• _PASSAGE TO READ_
◆ ◆ ◆ ◆ ◆

2023-0198 Nonprecedential Processed

Pheasant Lane Realty Trust v. City of Nashua

Supreme Court of New Hampshire · Filed February 12, 2025

Opinion text

THE STATE OF NEW HAMPSHIRE

SUPREME COURT

In Case No. 2023-0198, Pheasant Lane Realty Trust v. City
of Nashua, the court on February 12, 2025, issued the following
order:

The court has reviewed the written arguments and the record submitted
on appeal, has considered the oral arguments of the parties, and has
determined to resolve the case by way of this order. See Sup. Ct. R. 20(2). The
defendant, City of Nashua, appeals an order of the Superior Court (Colburn, J.)

◆ ◆ ◆ ◆ ◆

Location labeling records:
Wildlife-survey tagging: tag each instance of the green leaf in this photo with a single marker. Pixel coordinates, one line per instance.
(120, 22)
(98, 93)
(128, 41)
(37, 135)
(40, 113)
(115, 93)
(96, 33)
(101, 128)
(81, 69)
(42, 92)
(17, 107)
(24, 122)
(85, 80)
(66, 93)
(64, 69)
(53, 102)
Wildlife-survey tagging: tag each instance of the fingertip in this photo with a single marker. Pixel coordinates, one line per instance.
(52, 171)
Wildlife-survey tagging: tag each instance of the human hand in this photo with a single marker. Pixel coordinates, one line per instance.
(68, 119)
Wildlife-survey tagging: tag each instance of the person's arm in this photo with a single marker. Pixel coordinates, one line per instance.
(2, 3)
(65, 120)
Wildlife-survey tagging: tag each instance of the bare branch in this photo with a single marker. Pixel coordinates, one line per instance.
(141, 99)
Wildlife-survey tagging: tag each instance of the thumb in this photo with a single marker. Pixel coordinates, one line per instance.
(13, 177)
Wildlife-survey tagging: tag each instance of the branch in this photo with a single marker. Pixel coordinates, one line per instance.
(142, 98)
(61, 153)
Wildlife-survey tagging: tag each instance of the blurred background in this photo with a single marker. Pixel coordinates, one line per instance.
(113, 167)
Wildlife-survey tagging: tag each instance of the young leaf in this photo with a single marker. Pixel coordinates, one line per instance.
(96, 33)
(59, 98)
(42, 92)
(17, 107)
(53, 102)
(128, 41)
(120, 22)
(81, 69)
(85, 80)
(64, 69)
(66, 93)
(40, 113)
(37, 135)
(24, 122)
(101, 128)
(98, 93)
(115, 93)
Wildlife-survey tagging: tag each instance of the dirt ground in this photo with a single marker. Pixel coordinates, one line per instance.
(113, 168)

◆ ◆ ◆ ◆ ◆

• _PROBLEM DETAILS_
Please reproduce the Nashua court order above word for word, from its first line to its last.

• _OUTPUT FOR THIS EXERCISE_
2023-0198 Nonprecedential Processed

Pheasant Lane Realty Trust v. City of Nashua

Supreme Court of New Hampshire · Filed February 12, 2025

Opinion text

THE STATE OF NEW HAMPSHIRE

SUPREME COURT

In Case No. 2023-0198, Pheasant Lane Realty Trust v. City
of Nashua, the court on February 12, 2025, issued the following
order:

The court has reviewed the written arguments and the record submitted
on appeal, has considered the oral arguments of the parties, and has
determined to resolve the case by way of this order. See Sup. Ct. R. 20(2). The
defendant, City of Nashua, appeals an order of the Superior Court (Colburn, J.)